> _Task instructions_
Summarize the text on the stages of KD and its cardiovascular involvement in three sentences.

> _Document segment_
==============================

Acute febrile phase: Characterized by high remittent fever and features mentioned above in various combinations. Cardiac involvement in the form of myocarditis is common during this time and pericardial inflammation with pericardial effusion can occur. Acute inflammation of the coronary arteries--‘coronary arteritis’ may be seen echocardiographically as broadening of the wall or perivascular brightness. This stage usually lasts for 1-2 weeks.

Subacute phase: Fever, rash, and lymphadenopathy resolve and desquamation of extremities is noted (Figure 16). Coronary artery aneurysms usually develop during this time, and the risk for sudden death is highest during this stage.6 This stage generally lasts 1-2 weeks.

Figure 16

Peeling and membranous desquamation around genitalia

Convalescent stage: Begins when all clinical signs of illness have resolved and continues until the ESR returns to normal, usually 6 to 8 weeks after the onset of illness.

Cardiovascular involvement in KD

Cardiovascular involvement is the most serious manifestation of KD and is responsible for the morbidity and mortality associated with this disease. It can be in the form of:

Myocarditis: Myocardial inflammation during the acute stage has been demonstrated in 50-70% of patients.7 The severity of myocarditis seems unrelated to coronary artery abnormalities. Clinical findings include sinus tachycardia, gallop rhythm, cardiomegaly, prolonged PR interval and non-specific ST and T changes on EKG during the 2nd and 3rd weeks and usually disappear by the end of 4th week. Pericardial inflammation with effusion can occur. Clinical or echocardiographic ventricular dysfunction improves rapidly after IVIG therapy, although ultra structural abnormalities have been noted to persist for years. The long-term implications of these abnormalities remain to be seen.

Valvular regurgitation: Valvulitis in the acute stage can result in mitral or aortic regurgitation, but late onset regurgitation that may or may not be related to myocardial ischemia has been reported.

==============================

> _Stored data_
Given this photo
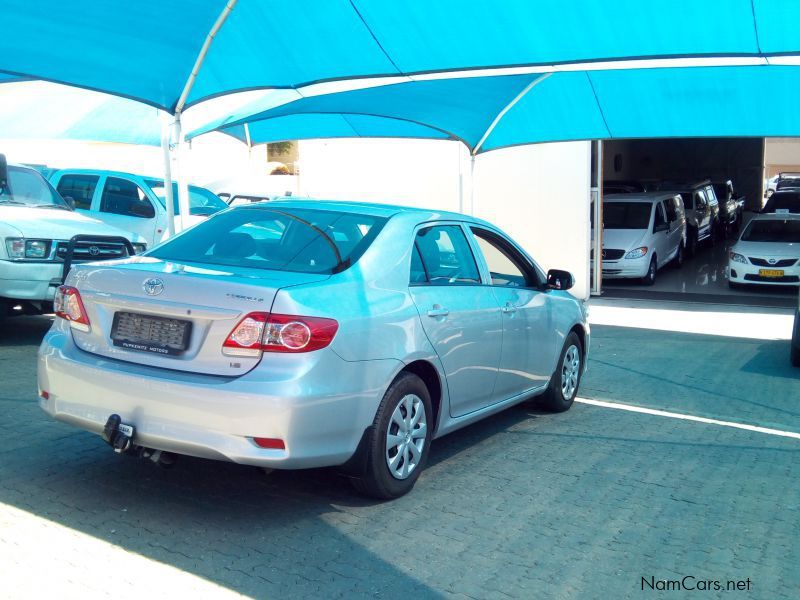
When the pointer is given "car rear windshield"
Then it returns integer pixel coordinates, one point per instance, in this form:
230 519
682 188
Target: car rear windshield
783 201
773 230
290 239
626 215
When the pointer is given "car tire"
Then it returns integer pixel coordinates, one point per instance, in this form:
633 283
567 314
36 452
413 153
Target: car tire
563 386
680 256
401 406
650 278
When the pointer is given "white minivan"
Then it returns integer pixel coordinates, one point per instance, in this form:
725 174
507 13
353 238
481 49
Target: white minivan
642 233
130 202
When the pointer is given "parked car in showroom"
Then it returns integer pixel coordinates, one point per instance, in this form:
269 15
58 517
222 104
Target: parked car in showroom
131 202
768 251
783 201
702 212
293 335
37 235
641 234
731 206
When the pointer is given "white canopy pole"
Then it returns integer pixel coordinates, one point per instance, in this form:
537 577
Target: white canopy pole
168 198
181 178
460 180
471 210
180 143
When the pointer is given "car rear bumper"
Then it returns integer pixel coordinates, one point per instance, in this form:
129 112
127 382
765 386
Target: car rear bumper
750 274
319 407
626 268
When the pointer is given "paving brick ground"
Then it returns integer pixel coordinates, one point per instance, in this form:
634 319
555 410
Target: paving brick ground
524 505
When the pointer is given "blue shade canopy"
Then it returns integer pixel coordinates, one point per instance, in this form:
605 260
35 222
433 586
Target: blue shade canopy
147 49
303 127
487 113
39 110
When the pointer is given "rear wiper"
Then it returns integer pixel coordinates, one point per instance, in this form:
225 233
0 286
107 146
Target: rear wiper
325 236
58 206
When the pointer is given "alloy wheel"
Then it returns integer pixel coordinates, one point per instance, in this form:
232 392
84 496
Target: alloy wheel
570 371
405 436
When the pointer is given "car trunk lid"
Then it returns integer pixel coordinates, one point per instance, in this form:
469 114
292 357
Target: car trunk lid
174 315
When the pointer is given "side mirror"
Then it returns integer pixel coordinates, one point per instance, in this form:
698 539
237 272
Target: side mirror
559 280
3 173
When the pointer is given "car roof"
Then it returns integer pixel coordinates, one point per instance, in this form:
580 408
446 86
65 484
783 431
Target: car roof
639 197
101 172
677 186
365 208
776 217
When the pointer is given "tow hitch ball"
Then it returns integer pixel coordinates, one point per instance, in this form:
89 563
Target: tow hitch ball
120 437
121 441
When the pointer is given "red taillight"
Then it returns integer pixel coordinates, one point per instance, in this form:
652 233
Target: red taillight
68 305
262 332
270 443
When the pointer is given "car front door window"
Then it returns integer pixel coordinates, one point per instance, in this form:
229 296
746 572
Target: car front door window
446 256
80 188
529 344
123 197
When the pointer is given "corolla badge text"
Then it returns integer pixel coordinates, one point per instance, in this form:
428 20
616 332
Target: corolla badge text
153 286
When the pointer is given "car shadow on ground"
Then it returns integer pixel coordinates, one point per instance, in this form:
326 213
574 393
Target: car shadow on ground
250 532
735 379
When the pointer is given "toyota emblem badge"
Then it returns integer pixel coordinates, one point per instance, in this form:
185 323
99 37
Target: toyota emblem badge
153 286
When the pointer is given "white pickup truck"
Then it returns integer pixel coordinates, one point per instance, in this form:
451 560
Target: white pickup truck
41 235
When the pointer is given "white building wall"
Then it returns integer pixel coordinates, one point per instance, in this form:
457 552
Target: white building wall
539 194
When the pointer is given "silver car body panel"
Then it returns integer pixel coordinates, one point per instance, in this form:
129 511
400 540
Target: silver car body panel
320 402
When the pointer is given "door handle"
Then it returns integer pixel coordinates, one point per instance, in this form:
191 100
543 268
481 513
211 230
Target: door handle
438 311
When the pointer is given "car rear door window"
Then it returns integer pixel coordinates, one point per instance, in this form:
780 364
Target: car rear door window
78 187
445 256
670 207
659 218
123 197
507 267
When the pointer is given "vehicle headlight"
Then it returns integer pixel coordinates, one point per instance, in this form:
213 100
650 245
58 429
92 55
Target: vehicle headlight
736 257
637 252
22 248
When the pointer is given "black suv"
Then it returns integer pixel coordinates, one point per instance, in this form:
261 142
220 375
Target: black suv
702 211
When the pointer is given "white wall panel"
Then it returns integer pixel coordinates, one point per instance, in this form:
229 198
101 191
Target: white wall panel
539 194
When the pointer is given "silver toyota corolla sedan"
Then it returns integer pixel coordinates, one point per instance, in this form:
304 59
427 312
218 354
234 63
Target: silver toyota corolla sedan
296 334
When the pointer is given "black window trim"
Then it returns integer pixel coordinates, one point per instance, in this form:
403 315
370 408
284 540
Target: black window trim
527 267
139 187
73 175
460 226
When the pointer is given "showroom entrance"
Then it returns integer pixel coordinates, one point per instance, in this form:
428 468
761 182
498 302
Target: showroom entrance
682 164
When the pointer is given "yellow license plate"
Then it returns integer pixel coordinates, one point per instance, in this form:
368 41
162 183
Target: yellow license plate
771 272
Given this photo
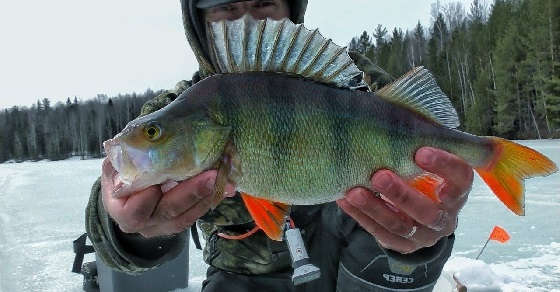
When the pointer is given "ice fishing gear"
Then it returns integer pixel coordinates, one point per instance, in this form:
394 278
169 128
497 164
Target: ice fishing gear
304 270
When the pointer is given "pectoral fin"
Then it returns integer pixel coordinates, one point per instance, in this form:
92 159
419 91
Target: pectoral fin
428 184
269 216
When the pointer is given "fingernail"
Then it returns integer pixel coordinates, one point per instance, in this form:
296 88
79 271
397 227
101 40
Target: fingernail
209 186
382 181
441 222
426 156
391 207
357 198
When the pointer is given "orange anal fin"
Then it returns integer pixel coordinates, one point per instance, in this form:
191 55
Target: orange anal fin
510 165
428 184
269 216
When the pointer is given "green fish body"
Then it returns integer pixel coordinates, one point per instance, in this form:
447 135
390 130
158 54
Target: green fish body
305 135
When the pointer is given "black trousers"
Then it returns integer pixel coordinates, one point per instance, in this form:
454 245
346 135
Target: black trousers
350 260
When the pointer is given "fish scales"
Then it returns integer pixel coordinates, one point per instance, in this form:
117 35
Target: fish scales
294 141
301 142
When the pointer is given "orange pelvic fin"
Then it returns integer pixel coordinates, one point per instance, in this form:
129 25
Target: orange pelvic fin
269 216
428 184
511 164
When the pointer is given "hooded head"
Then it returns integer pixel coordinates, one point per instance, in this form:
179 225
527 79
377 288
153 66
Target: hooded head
193 21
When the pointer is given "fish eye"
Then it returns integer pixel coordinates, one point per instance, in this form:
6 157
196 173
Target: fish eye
152 132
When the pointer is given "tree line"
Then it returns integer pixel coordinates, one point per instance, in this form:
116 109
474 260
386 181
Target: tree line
499 63
74 128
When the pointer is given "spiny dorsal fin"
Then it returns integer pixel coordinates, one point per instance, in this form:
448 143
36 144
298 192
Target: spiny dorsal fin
248 45
419 91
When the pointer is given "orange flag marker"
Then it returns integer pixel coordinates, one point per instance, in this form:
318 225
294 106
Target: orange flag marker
498 234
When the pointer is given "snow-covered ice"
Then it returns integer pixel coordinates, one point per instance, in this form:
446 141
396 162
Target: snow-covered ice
42 212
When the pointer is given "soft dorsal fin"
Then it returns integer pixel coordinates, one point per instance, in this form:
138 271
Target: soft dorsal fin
419 91
249 45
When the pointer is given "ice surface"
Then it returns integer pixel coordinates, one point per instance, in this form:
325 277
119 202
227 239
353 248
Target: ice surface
42 212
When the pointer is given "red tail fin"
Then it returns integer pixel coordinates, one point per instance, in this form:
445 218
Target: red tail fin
511 164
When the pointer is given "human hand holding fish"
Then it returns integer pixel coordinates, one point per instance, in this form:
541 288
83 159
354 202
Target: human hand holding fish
411 220
161 209
277 146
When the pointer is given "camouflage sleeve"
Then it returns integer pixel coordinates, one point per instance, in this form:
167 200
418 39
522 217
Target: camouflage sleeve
131 253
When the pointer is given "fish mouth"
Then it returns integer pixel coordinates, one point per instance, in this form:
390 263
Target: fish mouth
114 152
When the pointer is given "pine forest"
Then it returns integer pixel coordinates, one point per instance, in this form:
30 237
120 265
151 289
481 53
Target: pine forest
498 62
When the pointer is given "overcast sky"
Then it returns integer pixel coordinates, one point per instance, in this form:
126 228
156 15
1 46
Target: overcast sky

==============================

> _Worked solution_
The acute febrile phase brings high remittent fever, often with myocarditis and sometimes with pericardial effusion or coronary arteritis, and usually lasts 1-2 weeks. In the subacute phase, which generally lasts 1-2 weeks, fever, rash and lymphadenopathy resolve, the extremities desquamate, coronary artery aneurysms usually develop, and the risk of sudden death is highest; the convalescent stage then continues until the ESR returns to normal, usually 6 to 8 weeks after onset. Cardiovascular involvement is the most serious manifestation of KD and includes myocarditis, found in 50-70% of patients during the acute stage, and mitral or aortic regurgitation from valvulitis or of later onset.